WHAT YOU NEED TO DO: From the data below, pull out every line that has the word "eared" in it, and copy each of those lines without changes.

SOURCE RECORDS:

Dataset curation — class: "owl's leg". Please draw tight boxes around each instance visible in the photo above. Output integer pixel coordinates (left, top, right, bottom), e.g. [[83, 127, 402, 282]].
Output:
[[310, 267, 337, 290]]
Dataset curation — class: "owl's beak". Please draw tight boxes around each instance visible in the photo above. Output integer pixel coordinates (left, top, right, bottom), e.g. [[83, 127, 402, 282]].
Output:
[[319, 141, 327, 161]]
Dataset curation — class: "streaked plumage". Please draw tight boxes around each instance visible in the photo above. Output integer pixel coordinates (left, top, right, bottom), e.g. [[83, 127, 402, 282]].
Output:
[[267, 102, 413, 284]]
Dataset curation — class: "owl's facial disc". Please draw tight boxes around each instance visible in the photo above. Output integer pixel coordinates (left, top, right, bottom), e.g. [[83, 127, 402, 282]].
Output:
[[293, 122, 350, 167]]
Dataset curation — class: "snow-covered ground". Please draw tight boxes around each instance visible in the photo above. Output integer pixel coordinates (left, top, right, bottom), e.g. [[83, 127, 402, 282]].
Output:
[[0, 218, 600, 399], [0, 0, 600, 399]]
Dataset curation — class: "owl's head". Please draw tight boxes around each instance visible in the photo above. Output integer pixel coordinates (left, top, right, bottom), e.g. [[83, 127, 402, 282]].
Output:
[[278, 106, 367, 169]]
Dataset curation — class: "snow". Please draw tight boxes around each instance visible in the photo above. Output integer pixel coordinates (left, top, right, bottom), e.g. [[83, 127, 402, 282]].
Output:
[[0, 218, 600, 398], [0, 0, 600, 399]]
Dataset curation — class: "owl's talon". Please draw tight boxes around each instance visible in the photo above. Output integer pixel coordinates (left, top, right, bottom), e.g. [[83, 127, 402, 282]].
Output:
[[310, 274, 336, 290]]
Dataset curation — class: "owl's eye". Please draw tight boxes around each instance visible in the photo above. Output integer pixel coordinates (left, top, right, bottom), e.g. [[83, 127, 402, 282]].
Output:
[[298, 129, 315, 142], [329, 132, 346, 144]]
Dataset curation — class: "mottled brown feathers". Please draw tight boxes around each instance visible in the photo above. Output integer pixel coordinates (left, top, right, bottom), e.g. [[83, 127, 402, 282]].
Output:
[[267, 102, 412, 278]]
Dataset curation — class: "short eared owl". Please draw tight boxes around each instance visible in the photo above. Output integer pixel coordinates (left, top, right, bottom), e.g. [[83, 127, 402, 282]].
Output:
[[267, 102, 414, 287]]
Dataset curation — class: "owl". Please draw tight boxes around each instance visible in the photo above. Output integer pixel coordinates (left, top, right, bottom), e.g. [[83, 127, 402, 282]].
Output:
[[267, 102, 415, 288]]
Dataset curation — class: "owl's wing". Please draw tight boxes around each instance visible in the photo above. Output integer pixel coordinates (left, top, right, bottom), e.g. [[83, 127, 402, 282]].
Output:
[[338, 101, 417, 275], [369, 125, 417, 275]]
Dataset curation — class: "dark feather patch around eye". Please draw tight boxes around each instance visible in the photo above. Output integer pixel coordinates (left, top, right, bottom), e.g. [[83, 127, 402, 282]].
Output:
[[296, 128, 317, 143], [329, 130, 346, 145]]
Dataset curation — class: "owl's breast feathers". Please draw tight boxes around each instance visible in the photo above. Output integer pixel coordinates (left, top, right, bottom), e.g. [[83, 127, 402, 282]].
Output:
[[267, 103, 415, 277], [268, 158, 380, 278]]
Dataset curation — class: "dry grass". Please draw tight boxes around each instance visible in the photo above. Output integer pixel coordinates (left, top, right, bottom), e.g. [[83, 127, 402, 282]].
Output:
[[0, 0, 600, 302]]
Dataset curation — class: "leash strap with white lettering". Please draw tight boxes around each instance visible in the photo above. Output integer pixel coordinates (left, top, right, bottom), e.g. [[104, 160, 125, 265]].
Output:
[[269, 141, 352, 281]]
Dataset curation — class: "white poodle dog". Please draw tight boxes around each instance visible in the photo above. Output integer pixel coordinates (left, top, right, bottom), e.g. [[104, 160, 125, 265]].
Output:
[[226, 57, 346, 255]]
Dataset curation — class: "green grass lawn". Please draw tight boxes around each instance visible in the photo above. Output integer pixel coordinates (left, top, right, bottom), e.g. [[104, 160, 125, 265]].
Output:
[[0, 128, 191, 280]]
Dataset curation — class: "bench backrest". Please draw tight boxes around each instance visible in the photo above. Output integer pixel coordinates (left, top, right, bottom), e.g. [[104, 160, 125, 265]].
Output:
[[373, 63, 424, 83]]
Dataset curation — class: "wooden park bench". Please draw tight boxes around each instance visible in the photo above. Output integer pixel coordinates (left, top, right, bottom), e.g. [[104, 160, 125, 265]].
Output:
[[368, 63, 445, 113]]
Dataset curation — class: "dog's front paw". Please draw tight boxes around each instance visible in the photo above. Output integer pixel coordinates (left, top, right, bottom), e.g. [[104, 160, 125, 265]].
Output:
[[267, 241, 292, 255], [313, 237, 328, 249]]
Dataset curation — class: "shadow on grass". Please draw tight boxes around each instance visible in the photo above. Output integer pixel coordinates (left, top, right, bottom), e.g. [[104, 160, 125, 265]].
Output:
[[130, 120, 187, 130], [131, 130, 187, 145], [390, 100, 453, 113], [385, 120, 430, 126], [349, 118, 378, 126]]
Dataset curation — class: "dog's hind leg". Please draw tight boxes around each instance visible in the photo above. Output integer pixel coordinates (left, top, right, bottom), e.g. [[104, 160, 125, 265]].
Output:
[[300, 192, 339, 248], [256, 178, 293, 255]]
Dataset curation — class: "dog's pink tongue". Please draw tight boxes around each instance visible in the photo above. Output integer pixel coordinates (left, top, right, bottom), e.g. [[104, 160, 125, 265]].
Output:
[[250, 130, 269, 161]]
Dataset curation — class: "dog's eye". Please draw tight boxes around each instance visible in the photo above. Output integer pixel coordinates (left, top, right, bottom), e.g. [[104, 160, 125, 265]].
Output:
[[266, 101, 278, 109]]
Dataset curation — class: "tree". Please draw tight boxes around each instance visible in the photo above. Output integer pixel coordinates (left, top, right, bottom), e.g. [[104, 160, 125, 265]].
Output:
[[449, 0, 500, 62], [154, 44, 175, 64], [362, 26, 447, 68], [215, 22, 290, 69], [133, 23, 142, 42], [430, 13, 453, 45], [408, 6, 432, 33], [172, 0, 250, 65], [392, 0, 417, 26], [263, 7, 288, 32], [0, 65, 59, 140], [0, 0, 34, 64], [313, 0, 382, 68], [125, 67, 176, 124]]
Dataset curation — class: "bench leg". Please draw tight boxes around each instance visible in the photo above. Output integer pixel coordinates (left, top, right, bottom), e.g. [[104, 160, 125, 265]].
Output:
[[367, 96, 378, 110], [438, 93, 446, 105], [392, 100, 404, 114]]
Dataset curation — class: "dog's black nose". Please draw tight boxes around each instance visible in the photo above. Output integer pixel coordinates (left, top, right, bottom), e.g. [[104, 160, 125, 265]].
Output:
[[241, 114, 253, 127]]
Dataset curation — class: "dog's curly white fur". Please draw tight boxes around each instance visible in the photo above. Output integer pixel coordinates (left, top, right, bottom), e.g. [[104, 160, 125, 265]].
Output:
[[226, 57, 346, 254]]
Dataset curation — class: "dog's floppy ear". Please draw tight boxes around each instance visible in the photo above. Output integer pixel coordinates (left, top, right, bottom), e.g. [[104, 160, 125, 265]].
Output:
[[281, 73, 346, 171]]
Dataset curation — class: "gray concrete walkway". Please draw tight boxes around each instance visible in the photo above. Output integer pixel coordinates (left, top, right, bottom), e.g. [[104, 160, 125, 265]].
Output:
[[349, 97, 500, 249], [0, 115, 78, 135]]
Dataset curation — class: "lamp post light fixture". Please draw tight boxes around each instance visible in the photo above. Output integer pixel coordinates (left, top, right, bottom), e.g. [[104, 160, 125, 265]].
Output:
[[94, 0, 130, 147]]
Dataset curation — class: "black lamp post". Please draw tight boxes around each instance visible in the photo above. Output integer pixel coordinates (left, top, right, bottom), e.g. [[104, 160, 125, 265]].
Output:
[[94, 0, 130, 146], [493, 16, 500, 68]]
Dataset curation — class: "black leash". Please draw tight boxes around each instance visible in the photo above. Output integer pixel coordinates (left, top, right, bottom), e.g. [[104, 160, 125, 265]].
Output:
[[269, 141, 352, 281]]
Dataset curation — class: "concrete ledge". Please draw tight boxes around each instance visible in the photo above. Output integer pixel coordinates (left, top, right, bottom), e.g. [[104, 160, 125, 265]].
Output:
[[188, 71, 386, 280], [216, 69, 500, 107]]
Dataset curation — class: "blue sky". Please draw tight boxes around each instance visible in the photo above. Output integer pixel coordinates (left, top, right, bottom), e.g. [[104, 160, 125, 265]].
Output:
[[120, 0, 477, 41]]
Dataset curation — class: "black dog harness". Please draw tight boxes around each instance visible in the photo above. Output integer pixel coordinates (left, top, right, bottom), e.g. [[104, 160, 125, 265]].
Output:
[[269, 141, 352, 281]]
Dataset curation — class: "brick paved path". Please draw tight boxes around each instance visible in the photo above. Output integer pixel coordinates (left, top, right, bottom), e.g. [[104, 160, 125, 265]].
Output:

EXPECTED ANSWER:
Dataset curation — class: "short eared owl". Please draw tight boxes around each instance visible in the photo above. Output integer pixel coordinates (left, top, right, bottom), e.g. [[83, 127, 402, 282]].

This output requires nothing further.